■ DOCUMENT EXCERPT:
Since Joel’s death, I’ve read several books, including multiple accounts of families ushering their loved ones to Heaven, as they’ve surrounded them while they left this life for their eternal one. I’ve also heard countless stories of friends having similar beautiful stories to share about their final moments with their precious family and friends.
In my experience with Joel, it felt way more chaotic, and looking back now…I feel like I should have done so much more for him in those final hours. I honestly feel like I failed him.
In hindsight, the only answer to my failures is this…I. Was. In. Shock.
As I mentioned in a previous post, my last conversation with Joel consisted of him praying over the situation and praying for me and the children. It was so beautiful, and I’ll never forget that moment. Soon after, he was placed on a ventilator, sedated, and I never heard his living voice again.
I always envisioned if I ever had the unfortunate experience of being in a setting such as this, I would hold my loved ones hand for hours (if that’s what it took) until he either came out of the crisis or went to Heaven. I imagined a room full of people surrounding him with prayer and stanzas from various hymns and praise songs. I imagined talking to him repeatedly…encouraging him to fight and not give up, that we were in the fight with him. I imagined reading scripture over him, allowing God’s Word to penetrate the room and his sick body. Yet…it didn’t actually turn out that way.
Instead, I cowered in the corner of his ICU room, often watching the medical staff work hastily to try different medication combinations and various other procedures, to help him try to turn a corner. I tried to stay out of their way, or at least that’s what I kept telling myself. In all honesty, I felt frozen. I couldn’t think. I was literally in a place of shock I’d never experienced before.
I would step in and out of his room to talk with the doctors and nurses or to step in the waiting room to share updates with the latest friends and family who had come to be there with us. And, at one point, the shock took a violent and scary turn for me. I completely lost control. I remember sobbing over a trash can, fearful I was on the verge of vomiting over the trauma I was going through in that place. I remember thinking I was losing complete control over my body. I honestly though I was dying. But, God in His infinite love and mercy, carried me through those dark moments.
After the above episode ended, I felt like a zombie again. Unable to think, process, or even pray, if I’m being completely honest. Thankfully, others around me sustained me through prayer.
I watched, with my own eyes, my husband code for the first time on the attempt to move him for transport to a helicopter journey. The horror I felt throughout my body made my knees feel weak, but thankfully I was already sitting. I wanted to run to Joel…tell him to wake up, to breathe, to fight…he was too young to leave us!!! I needed him here with me. And, yet I was frozen again, watching these medical professionals trying to revive him.
His pulse returned. But, not for long.
Often times, as I replay these events in my head, I feel such shame. If I had done more, would Joel be here today? I know what Truth reveals. God’s Word tells me there is NO condemnation in Christ Jesus. I truly believe these are lies of the enemy trying to still take me out. I’m trying to overcome all of this, and yet sometimes…I’m frozen with guilt.

■ INPUT DATA:
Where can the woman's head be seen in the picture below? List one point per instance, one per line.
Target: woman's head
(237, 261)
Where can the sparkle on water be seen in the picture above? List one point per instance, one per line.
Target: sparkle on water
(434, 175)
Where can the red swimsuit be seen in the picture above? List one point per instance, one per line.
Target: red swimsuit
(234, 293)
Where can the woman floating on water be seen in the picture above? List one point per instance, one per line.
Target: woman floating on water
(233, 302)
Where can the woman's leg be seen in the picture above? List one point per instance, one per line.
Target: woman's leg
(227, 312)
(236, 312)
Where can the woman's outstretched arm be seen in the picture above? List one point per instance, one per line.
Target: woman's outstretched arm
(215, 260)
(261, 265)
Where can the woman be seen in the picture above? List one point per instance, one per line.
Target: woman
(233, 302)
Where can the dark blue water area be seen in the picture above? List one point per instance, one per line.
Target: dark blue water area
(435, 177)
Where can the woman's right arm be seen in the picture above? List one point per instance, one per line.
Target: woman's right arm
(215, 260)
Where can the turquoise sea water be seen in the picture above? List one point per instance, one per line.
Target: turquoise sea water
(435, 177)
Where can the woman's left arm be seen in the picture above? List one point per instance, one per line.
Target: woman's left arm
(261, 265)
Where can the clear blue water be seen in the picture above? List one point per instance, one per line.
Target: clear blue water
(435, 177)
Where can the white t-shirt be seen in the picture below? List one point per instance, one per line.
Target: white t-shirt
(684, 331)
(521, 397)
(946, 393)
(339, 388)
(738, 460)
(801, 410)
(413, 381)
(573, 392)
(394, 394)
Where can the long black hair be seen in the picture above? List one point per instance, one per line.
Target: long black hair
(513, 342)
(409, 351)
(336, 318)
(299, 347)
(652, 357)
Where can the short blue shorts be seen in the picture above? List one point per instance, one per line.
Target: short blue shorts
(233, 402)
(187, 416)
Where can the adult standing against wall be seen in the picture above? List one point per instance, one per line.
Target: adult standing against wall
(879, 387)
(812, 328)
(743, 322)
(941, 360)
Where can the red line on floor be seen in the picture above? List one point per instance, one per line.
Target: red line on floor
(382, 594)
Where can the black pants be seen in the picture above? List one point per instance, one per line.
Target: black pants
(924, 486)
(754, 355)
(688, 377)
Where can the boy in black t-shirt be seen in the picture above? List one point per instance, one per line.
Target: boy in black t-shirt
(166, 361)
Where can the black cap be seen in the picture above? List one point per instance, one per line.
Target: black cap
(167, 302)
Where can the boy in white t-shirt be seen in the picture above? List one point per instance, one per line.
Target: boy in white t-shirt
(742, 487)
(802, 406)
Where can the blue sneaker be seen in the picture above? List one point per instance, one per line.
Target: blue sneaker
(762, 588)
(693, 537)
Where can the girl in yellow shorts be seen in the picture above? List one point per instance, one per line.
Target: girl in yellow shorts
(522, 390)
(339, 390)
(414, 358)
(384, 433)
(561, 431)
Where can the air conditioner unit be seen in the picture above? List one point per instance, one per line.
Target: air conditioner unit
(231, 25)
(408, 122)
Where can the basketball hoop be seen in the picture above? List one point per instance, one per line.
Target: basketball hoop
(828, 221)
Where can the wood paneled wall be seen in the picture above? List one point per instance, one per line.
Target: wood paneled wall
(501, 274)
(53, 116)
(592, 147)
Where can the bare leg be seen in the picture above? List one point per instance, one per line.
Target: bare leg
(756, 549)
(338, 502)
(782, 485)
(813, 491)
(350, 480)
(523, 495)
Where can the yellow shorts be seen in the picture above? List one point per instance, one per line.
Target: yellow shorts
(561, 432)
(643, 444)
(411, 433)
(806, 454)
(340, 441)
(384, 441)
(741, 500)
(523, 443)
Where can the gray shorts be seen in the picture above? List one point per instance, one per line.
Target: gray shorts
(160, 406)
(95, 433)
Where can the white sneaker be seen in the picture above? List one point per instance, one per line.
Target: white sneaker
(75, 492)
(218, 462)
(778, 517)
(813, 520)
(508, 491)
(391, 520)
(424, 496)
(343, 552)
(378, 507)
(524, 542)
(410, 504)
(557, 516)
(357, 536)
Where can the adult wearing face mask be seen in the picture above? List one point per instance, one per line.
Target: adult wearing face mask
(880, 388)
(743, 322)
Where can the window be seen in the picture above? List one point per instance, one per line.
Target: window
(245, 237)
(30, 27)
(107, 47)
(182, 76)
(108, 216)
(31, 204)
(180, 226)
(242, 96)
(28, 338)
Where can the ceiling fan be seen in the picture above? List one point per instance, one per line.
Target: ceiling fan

■ ASSIGNMENT 1: In the post about Joel's final hours, translate this sentence into Spanish: "Thankfully, others around me sustained me through prayer."
■ ASSIGNMENT 2: Reproduce the part of the post about Joel's final hours from "I would step" up to and including "those dark moments.".

■ EXPECTED ANSWER 1: Afortunadamente, otros a mi alrededor me sostuvieron con la oración.

■ EXPECTED ANSWER 2:
I would step in and out of his room to talk with the doctors and nurses or to step in the waiting room to share updates with the latest friends and family who had come to be there with us. And, at one point, the shock took a violent and scary turn for me. I completely lost control. I remember sobbing over a trash can, fearful I was on the verge of vomiting over the trauma I was going through in that place. I remember thinking I was losing complete control over my body. I honestly though I was dying. But, God in His infinite love and mercy, carried me through those dark moments.